Source passage =>
-=-=-=-=-
# Listening Habits: A Normal Day



## Zofia (Jan 24, 2019)

Hallo Everyone,

I am Zofia I am new here, I hope to know you better with a question. What is your normal day listening to music habbits? Where, when, what do you listen to and how much in an average day?

I used to listen a lot each day to the “Classical” but other music to Jazz and EDM all kinds. Lately I don’t listen so much as it is not “good” listening, maybe I don’t appreciate it as much yes? Mind on other things perhaps.

What about yourself?


----------



## MusicSybarite (Aug 17, 2017)

Hi Zofia! Welcome to this forum!

Lately I've been a little strict with myself about the music I have and never haven't heard, because I have lots and lots of it! My main tastes in classical music are focused on orchestral music, so I create playlists from the tracks I have on my PC, mostly in these musical forms: Symphonies I already have heard, New symphonies, Concertos I already have heard, New concertos, new orchestral music other than symphonies/concertos (symphonic poems, rhapsodies, variations, etc.) by different composers, known/new chamber music, and an opera per week. I do like solo piano music, but I don't listen to it frequently. I should rectify that soon, though!


----------



## Zofia (Jan 24, 2019)

MusicSybarite said:


> Hi Zofia! Welcome to this forum!
> 
> Lately I've been a little strict with myself about the music I have and never haven't heard, because I have lots and lots of it! My main tastes in classical music are focused on orchestral music, so I create playlists from the tracks I have on my PC, mostly in these musical forms: Symphonies I already have heard, New symphonies, Concertos I already have heard, New concertos, new orchestral music other than symphonies/concertos (symphonic poems, rhapsodies, variations, etc.) by different composers, known/new chamber music, and an opera per week. I do like solo piano music, but I don't listen to it frequently. I should rectify that soon, though!


Thank you! You have a good system planned out. I try currently to avoid listening on the computer or iphone I feel it is like junk food not good for you. I need a plan like yours perhaps... ( ͡° ͜ʖ ͡°)


----------



## Bulldog (Nov 21, 2013)

On a normal day, I listen to Bach for couple of hours and then a few hours on other composers. Solo keyboard is my favorite genre followed by sacred choral/chamber/orchestral.


----------



## Larkenfield (Jun 5, 2017)

Welcome! :tiphat:

I have random listening habits, rarely anything planned In advance, so there’s usually a strong element of surprise that’s stimulating. I’m rarely at a loss to find something worth hearing. Sometimes I’m inspired by my favorite classical station KUSC in Los Angeles that I can listen to online and which has a wide variety of programming and no commercials. I frequently hear new works or fine performances. Today I heard by serendipity Haydn’s Symphony No. 91 by the Orpheus Chamber Orchestra and I was delighted by it... I’m often inspired by what people write on this forum and today I looked up the text to Pierrot Lunaire by Schoenberg to see its relationship with regard to the music of atonality that he wrote. It wasn’t what I expected. There’s something about the act of discovery that can be enjoyable and satisfying like stumbling onto a new world. Yesterday I noticed there’s a quote from Dvorak’s New World Symphony when I was listening to Gustav Mahler’s 10th Symphony. Imagine that. Let’s fly to Paris. Wishing you a pleasant stay on the forum. Best wishes. —Lark


----------



## Art Rock (Nov 28, 2009)
-=-=-=-=-
The data =>
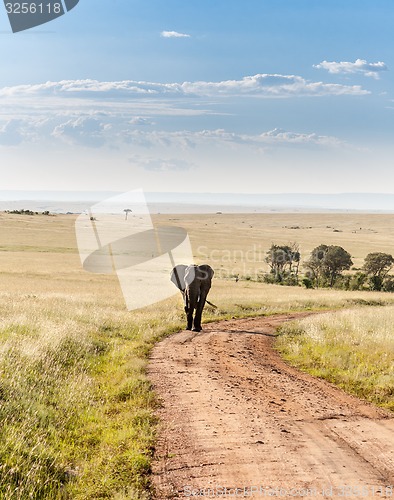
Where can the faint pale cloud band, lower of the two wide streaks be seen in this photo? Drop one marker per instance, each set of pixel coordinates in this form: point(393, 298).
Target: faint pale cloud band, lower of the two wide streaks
-=-=-=-=-
Requirement 1 => Duplicate the stretch of the listening-habits thread from "I am Zofia I" through "(Aug 17, 2017)".
Requirement 2 => Which composers are named in the listening-habits thread? List each one.
Requirement 3 => Write the next part of the forum thread on everyday music listening habits, picking up after its final line.

Answer area 1 =>
I am Zofia I am new here, I hope to know you better with a question. What is your normal day listening to music habbits? Where, when, what do you listen to and how much in an average day?

I used to listen a lot each day to the “Classical” but other music to Jazz and EDM all kinds. Lately I don’t listen so much as it is not “good” listening, maybe I don’t appreciate it as much yes? Mind on other things perhaps.

What about yourself?


----------



## MusicSybarite (Aug 17, 2017)

Answer area 2 => Bach, Haydn, Schoenberg, Dvorak, Gustav Mahler

Answer area 3 =>
I listen to CD's as much as possible, basically in the hours my wife is doing other things. I can usually listen to about six CD's per day. This can be classical or pop/rock.

For classical, I've been embarking on a programme to re-play all my CD's and catalogue them at the same time, going alphabetically by composer. After three and a half years, I'm currently at L and M, so my CD choices are mainly from that set of composers. It was MacMillan this morning.


----------



## Dorsetmike (Sep 26, 2018)

I also have play lists on a PC which is connected to a good stereo system, The playlists are a wide variety from Baroque to jazz, hardly any post 1800 classical, a total of 45 playlists each of about 3 hours duration which play all day, so I get repeats about every 10 days or so; I periodically shuffle, add and delete tracks. It's all on an older PC which does nothing else but play music.

The playlists are generated by software called mixtape, I define the file folders to be searched and duration of a playlist and the resultant list will be picked randomly from those file locations, so a typical list could start with a Bach organ work followed by a Glen Miller track, then a modern jazz track, followed by a baroque sonata or concerto grosso, some 1930s blues etc; I also have a few playlists limited to a single genre, composer or artist.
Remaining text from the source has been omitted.